---- Exercise input

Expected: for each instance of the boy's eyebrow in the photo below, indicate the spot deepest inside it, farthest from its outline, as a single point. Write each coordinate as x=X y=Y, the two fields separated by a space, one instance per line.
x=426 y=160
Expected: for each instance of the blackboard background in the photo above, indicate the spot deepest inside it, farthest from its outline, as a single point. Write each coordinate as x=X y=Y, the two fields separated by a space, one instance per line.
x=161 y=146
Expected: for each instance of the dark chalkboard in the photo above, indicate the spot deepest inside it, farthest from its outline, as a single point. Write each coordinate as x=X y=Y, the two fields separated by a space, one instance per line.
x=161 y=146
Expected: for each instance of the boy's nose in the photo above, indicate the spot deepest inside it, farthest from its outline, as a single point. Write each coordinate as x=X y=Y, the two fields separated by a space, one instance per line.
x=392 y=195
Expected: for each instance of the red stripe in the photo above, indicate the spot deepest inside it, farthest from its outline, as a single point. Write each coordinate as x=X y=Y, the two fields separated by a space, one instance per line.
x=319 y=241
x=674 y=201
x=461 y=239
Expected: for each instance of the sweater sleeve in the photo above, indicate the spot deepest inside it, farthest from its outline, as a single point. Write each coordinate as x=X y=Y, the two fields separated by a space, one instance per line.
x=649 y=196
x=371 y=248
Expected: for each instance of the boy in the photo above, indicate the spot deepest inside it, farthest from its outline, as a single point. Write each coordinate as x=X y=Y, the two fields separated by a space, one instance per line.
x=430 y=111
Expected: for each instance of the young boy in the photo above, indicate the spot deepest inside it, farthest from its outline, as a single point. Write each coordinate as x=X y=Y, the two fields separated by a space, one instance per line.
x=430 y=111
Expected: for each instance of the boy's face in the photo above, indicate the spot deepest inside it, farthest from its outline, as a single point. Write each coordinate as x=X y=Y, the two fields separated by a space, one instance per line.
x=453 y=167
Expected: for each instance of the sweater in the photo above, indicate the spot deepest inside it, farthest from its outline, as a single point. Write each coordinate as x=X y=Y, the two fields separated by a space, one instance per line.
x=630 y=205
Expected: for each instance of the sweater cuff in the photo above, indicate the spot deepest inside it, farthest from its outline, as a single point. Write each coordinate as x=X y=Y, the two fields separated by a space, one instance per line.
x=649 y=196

--------

• _What is being asked_: Could you transcribe all of the data exactly as it is given?

• _Answer box_:
Expected: for each instance of the boy's eyebrow in the photo below, indicate the spot deepest inside it, farthest from its outline, as a single point. Write each coordinate as x=X y=Y, the two fields separated by a space, one instance per line.
x=426 y=160
Expected: for each instance of the blackboard background in the photo above, indicate the spot deepest inside it, farthest from its outline, as a single point. Write each coordinate as x=X y=Y, the two fields separated by a space, one instance per line.
x=161 y=146
Expected: for each instance of the dark chalkboard in the photo above, indicate the spot deepest inside it, farthest from its outline, as a single point. Write each coordinate as x=X y=Y, the two fields separated by a space, one instance per line.
x=161 y=146
Expected: for each instance of the boy's nose in the photo above, indicate the spot deepest inside it, farthest from its outline, as a single point. Write each coordinate as x=X y=Y, the two fields separated by a space, one instance per line.
x=392 y=195
Expected: for each instance of the red stripe in the photo above, indicate the spot deepest inside it, farthest from its outline, as a single point. Write each coordinate as x=X y=Y, the two fields separated by a space, one instance per line.
x=319 y=241
x=674 y=201
x=461 y=239
Expected: for each instance of the sweater sleeve in the photo above, indicate the spot deepest inside it, farthest from its outline, as a single point. Write each coordinate as x=X y=Y, the two fields separated by a space, one instance per line.
x=649 y=196
x=371 y=248
Expected: for each instance of the boy in the photo above, indicate the spot deepest inside it, farthest from its outline, as a single point. Write each coordinate as x=X y=Y, the two fields separated by a space, one instance per line.
x=430 y=111
Expected: for each instance of the young boy in the photo above, indicate the spot deepest inside it, farthest from its outline, as a single point. Write each coordinate as x=X y=Y, the two fields separated by a space, one instance per line.
x=430 y=111
Expected: for each instance of the boy's face in the photo above, indicate the spot deepest inside it, farthest from its outline, as a single point. Write each coordinate as x=X y=Y, the two fields separated by a space, one instance per line.
x=453 y=167
Expected: for each instance of the sweater in the photo above, indicate the spot deepest inside it, farthest from its outline, as a single point. Write each coordinate as x=X y=Y, the two fields separated by a space, one instance per line.
x=630 y=205
Expected: for each instance of the sweater cuff in the photo above, indicate the spot deepest inside it, farthest from its outline, as a single point. Write each coordinate as x=X y=Y, the two fields separated by a space, one instance per line.
x=649 y=196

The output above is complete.